For the 2018 Spring Semester, a shadow curriculum consisting of three courses, was approved for a single student, even though there is no record of a syllabus for such courses and no record of student performance in the courses for which she received a grade of A. “This is grade fraud,” Smith said, because “The department chair did not know that these courses were being given to the student” and “there is no record of ASHA (American Speech-Language-Hearing Association) certification standards achieved in any of the courses.

“Because these courses were put into (the student’s) schedule without any knowledge of the department chair (or) graduate program director, in other words, illegal courses, and taught by…illegally appointed department chair and graduate program director, respectively,” Smith said. The previous department chair and graduate program director were removed by Ammons without reason, in violation of school policy, Smith said.

Smith said a major course was offered to a single student as an independent study in the 2018 Fall semester even though the Speech Pathology Department does not offer independent study, which Smith said violates the accuracy of the ASHA accreditation report where no independent study has ever been reported. Again, Smith said this constituted grade fraud.

Further, Smith said Dr. Stephen Enwefa removed Dr. Lewnau from her duties of teaching the course without reason and appointed his wife, Dr. Regina Enwefa, to teach the course. “This is nepotism despite the insistence by Dr. Ammons and President (Ray) Belton’s general counsel that the university is not in violation of the state’s nepotism laws.”

The student was to have completed an unauthorized clinic in the 2018 Spring semester, Smith said, but neither the site nor the clinical hours were approved by the Clinical Education director. The student was given an F because she attended only two weeks of the eight-week clinic, but Ammons changed her grade to a B. “The grade of B that was authorized by Dr. Ammons is fraudulent,” Smith said.

“Because Dr. Moland refused to give credit for something of which she had no record; because she would not falsify records for this student and lie, Dr. Ammons fired her,” Smith said.

Likewise, Dr. Gillis said she was fired for refusing to violate the ASHA professional ethics and because she “refused to submit to the illegal orders of Dr. Ammons.”

Dr. Seibert said she entered into an agreement with Southern whereby she would be paid $20,000 for teaching in the Speech-Language Pathology Department during the 2018 Fall semester but was subsequently paid only $7,500.

Dataset extract -
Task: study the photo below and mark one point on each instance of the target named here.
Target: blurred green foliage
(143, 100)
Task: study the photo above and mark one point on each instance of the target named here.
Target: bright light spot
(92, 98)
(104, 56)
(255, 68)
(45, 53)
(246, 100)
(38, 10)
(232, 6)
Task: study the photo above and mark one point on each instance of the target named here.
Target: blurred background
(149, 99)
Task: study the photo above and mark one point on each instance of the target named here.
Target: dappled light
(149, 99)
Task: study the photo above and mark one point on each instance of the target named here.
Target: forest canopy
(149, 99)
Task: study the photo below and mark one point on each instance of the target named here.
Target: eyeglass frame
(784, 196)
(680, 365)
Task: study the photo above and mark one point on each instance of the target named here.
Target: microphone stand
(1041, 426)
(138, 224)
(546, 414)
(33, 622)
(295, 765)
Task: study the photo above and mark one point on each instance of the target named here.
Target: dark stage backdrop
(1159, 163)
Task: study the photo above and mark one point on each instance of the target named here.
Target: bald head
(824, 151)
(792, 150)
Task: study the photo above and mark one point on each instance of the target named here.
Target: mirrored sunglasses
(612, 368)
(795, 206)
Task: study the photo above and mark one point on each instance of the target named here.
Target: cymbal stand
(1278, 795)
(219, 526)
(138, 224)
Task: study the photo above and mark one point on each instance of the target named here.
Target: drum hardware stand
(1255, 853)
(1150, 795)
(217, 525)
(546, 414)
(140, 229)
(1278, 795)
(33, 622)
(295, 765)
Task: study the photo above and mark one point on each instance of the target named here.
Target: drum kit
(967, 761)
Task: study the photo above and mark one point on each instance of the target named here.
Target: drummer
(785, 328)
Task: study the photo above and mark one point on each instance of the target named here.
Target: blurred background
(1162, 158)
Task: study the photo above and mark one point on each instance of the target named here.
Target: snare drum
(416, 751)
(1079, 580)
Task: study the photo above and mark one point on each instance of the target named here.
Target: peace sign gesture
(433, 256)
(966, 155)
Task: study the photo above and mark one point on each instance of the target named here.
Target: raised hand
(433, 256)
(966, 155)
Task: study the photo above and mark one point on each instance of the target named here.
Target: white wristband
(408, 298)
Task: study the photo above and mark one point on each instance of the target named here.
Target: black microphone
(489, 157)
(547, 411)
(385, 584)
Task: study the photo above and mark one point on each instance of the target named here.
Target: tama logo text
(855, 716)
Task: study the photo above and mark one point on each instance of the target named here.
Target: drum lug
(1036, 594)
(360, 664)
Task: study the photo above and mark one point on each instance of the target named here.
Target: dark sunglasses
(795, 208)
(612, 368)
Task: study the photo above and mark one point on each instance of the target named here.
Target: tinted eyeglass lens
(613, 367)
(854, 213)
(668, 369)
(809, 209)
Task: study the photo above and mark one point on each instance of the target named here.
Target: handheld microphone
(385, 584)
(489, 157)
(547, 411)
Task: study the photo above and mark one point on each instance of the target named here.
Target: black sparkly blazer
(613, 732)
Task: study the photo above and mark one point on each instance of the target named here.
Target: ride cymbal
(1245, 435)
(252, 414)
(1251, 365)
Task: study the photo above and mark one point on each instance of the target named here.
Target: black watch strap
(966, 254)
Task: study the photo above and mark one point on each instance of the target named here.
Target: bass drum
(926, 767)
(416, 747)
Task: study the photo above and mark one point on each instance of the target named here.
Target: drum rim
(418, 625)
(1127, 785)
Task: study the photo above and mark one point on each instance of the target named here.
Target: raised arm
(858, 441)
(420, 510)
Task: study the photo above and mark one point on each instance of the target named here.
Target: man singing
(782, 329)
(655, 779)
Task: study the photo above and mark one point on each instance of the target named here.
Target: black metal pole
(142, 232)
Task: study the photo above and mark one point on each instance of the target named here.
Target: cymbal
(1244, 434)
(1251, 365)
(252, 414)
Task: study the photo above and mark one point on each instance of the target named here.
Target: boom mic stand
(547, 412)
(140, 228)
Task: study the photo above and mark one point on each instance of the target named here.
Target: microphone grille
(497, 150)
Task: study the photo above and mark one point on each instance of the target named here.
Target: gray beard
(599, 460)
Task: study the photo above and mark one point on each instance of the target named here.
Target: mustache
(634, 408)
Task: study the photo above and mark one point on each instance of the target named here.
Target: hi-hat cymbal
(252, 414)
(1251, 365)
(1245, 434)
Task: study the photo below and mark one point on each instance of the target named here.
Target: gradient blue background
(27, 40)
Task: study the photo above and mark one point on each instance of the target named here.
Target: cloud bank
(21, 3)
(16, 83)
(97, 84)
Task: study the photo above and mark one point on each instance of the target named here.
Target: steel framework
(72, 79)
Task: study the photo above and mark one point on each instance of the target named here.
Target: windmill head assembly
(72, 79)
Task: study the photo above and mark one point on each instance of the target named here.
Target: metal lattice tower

Problem statement - Using the passage about the Speech Pathology Department, explain in one to three sentences why Smith called the three-course shadow curriculum approved for the 2018 Spring Semester grade fraud.

Written answer - Smith said the department chair did not know the courses were being given to the student. Smith also said there is no record of any ASHA certification standards being achieved in any of the courses.